**STATED PROBLEM:** Count the lines of the items below that contain the string "cone". Reply with that number alone.

Records of labeled points
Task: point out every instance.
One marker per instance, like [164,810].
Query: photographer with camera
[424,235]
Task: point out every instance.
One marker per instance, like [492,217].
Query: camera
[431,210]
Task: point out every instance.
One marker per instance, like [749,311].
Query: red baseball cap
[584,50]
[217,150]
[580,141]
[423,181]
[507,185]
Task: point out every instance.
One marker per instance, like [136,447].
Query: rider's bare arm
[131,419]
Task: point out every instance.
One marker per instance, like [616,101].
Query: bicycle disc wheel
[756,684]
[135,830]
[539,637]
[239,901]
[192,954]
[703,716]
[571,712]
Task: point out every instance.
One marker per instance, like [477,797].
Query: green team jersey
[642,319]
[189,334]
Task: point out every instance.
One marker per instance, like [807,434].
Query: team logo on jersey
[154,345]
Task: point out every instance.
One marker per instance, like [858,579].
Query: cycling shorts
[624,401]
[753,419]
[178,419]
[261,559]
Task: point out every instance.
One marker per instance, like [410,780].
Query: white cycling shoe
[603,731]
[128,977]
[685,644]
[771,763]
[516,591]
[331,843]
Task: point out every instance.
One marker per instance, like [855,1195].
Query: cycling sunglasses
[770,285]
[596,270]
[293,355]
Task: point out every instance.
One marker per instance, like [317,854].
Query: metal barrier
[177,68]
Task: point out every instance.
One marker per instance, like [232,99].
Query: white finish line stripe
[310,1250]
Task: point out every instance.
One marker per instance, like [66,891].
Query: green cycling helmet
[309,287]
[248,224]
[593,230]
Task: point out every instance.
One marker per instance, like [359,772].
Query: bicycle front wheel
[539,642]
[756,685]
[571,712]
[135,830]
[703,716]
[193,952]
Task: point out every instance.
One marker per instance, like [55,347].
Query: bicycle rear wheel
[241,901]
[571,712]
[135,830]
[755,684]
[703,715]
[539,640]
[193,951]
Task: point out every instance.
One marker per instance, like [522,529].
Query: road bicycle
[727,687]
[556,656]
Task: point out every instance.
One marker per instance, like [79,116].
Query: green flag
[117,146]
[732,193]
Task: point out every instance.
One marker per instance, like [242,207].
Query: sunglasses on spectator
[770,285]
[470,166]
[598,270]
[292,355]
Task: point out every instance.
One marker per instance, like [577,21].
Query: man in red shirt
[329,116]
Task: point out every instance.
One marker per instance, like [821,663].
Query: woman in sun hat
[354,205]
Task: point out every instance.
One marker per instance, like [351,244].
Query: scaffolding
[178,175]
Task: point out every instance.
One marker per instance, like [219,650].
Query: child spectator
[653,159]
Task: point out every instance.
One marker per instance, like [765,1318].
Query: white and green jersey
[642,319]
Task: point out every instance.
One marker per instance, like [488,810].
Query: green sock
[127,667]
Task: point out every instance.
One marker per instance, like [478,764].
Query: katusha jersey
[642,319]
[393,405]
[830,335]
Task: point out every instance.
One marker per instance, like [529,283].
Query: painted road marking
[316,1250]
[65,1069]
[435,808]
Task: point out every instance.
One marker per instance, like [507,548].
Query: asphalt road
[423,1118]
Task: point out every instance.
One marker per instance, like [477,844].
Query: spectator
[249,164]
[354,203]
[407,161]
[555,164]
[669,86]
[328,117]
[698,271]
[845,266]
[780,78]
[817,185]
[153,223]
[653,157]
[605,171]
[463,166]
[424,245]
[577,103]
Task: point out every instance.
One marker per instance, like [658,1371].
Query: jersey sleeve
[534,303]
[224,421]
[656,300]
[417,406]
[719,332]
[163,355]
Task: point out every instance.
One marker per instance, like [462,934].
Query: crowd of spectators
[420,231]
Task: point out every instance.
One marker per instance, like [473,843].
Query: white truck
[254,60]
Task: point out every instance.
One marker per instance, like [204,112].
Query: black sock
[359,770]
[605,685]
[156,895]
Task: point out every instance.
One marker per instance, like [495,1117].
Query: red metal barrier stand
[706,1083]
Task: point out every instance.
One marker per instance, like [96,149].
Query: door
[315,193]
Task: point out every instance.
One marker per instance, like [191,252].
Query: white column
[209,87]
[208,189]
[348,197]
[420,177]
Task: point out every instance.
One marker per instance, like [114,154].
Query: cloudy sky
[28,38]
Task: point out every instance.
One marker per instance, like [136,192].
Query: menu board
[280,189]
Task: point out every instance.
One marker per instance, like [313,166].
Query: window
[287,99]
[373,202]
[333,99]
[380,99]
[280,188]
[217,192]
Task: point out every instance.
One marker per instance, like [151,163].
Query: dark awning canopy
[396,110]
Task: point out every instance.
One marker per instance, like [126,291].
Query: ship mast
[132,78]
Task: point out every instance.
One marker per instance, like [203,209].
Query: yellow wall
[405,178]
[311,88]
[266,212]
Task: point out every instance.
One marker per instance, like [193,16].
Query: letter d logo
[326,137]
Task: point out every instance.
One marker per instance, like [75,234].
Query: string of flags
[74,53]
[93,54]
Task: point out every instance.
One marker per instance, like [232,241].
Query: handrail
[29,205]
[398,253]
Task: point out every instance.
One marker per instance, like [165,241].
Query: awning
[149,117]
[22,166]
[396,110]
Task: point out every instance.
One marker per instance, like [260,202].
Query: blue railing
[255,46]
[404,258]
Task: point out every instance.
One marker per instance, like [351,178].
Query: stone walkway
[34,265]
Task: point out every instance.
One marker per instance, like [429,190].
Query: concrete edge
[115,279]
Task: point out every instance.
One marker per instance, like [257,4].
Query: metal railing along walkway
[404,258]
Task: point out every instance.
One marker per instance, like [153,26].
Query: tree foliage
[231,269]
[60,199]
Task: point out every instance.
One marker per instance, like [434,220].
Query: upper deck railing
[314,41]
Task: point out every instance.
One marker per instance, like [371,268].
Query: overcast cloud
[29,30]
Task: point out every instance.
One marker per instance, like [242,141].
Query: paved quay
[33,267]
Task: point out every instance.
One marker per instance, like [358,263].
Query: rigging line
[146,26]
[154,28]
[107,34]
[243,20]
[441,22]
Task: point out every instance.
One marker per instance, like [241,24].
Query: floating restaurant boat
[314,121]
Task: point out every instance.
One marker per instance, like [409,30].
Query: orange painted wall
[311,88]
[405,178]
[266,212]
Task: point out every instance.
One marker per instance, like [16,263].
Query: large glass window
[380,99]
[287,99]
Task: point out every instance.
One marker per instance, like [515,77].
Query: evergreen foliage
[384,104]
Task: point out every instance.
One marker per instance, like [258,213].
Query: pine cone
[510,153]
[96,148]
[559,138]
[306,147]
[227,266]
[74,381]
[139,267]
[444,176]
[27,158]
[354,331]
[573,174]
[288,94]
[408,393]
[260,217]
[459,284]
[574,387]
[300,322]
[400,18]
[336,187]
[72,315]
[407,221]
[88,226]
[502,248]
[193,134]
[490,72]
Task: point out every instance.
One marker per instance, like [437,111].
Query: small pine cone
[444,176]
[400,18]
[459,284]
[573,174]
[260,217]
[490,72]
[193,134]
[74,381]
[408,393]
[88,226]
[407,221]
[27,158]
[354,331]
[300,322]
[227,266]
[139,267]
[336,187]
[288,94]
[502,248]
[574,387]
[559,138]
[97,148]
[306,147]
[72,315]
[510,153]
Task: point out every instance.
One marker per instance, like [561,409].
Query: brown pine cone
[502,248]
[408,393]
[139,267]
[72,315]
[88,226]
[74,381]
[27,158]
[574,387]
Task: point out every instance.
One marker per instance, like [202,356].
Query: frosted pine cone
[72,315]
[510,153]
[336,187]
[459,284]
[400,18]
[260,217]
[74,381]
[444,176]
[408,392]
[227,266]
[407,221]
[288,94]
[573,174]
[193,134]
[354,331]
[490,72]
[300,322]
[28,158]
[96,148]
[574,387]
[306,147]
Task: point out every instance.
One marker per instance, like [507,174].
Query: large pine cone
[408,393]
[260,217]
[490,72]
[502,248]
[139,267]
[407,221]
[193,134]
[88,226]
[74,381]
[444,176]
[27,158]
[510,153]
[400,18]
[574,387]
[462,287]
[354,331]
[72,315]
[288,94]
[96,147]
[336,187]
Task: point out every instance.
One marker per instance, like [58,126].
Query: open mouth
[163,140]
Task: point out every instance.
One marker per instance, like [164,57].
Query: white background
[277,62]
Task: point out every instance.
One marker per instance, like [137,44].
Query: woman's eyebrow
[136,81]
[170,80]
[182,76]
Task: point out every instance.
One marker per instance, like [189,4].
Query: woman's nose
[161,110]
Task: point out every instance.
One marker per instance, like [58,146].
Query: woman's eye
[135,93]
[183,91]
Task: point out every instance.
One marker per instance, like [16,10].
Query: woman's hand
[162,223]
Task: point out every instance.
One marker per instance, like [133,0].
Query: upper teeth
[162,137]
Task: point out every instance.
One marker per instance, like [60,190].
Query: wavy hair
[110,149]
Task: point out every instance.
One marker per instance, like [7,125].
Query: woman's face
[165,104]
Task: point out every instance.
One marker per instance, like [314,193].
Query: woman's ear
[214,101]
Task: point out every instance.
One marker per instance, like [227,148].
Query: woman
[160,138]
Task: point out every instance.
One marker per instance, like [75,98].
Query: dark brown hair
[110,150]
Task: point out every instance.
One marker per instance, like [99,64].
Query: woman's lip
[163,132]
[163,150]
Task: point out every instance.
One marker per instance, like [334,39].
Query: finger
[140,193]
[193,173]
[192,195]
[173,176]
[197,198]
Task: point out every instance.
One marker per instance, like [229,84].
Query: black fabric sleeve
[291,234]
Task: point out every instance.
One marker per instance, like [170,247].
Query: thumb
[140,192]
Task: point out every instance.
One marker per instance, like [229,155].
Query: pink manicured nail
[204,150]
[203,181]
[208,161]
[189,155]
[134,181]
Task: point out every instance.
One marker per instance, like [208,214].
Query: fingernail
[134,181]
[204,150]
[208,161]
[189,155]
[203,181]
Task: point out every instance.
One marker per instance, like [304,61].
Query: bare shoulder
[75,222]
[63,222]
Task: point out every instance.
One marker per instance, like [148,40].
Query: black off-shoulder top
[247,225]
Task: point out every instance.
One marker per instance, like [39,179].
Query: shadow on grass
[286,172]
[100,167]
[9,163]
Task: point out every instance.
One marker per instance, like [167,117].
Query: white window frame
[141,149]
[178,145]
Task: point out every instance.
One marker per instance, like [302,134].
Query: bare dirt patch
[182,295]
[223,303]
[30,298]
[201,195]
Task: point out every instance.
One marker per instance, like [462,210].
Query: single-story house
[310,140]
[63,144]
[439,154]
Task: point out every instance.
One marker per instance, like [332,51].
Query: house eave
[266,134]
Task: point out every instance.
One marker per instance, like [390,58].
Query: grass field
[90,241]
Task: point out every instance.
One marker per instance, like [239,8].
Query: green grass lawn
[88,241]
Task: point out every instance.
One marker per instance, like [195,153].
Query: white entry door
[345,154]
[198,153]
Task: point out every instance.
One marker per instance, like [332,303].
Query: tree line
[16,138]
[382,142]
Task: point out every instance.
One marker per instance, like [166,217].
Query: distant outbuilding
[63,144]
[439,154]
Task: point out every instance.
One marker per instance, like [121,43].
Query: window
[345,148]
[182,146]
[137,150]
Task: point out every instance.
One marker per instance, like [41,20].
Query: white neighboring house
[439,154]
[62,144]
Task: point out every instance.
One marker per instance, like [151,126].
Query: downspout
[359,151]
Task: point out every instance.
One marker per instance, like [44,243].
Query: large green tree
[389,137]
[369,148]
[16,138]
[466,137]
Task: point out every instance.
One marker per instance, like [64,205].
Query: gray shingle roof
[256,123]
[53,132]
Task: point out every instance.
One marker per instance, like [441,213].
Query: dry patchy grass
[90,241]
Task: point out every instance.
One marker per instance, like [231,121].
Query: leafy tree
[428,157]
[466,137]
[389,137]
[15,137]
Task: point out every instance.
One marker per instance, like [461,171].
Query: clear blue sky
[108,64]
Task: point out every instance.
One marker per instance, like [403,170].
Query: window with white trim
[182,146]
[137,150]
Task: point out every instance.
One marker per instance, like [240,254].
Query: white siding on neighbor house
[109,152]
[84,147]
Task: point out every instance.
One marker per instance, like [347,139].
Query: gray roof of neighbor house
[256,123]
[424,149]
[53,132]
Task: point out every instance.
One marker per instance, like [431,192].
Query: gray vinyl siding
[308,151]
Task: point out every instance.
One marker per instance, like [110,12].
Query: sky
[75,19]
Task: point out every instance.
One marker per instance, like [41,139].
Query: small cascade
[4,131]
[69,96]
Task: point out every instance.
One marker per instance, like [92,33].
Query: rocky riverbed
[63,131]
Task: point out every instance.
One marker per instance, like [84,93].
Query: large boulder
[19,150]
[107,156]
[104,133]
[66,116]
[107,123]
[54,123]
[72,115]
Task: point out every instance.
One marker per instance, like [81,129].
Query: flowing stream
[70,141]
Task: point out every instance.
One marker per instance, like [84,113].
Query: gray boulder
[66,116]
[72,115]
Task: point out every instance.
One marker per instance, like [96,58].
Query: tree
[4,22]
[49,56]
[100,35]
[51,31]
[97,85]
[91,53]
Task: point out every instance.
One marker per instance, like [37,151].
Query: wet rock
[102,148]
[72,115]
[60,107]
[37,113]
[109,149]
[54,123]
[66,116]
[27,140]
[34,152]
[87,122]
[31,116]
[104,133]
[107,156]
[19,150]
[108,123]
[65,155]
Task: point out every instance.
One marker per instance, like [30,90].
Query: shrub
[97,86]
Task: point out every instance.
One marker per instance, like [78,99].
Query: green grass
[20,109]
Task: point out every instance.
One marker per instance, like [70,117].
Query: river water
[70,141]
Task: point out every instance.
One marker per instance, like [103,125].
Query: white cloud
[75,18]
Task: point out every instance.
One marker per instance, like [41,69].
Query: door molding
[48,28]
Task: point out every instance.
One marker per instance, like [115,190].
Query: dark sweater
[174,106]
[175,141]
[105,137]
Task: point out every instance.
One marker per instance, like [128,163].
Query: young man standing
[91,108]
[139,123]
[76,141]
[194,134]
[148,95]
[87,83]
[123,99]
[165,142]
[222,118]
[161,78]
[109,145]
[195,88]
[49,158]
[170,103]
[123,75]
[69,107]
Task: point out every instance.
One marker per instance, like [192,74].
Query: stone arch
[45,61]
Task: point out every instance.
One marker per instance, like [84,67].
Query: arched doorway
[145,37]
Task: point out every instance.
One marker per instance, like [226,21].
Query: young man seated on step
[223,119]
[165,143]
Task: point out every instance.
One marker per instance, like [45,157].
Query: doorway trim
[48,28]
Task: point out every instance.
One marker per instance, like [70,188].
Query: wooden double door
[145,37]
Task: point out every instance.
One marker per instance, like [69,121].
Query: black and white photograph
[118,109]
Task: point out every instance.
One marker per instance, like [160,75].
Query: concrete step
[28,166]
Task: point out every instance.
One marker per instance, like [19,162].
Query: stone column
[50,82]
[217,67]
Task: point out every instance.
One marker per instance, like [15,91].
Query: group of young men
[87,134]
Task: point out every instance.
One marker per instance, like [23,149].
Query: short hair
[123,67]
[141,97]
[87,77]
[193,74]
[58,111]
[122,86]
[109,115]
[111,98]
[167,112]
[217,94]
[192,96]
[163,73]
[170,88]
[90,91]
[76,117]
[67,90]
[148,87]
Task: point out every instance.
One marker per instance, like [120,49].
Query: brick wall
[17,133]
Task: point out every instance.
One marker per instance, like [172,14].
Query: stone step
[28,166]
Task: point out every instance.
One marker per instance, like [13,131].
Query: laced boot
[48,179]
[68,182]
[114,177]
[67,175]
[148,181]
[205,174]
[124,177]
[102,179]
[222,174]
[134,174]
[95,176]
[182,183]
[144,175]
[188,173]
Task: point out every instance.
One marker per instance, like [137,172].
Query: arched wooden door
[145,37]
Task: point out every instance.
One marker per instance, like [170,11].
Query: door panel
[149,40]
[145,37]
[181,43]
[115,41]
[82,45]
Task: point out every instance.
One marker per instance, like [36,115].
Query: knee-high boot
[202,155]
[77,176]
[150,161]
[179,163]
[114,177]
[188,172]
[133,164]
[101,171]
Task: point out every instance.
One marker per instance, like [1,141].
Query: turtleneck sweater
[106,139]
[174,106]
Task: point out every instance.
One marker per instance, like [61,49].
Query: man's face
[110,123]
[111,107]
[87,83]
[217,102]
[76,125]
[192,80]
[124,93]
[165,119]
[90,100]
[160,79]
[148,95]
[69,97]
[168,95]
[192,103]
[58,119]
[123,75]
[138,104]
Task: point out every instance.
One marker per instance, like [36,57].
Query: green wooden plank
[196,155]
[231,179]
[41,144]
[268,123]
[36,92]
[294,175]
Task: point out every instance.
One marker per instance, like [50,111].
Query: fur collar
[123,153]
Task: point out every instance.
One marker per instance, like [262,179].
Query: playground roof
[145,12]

**SOLUTION TO THIS TASK:** 5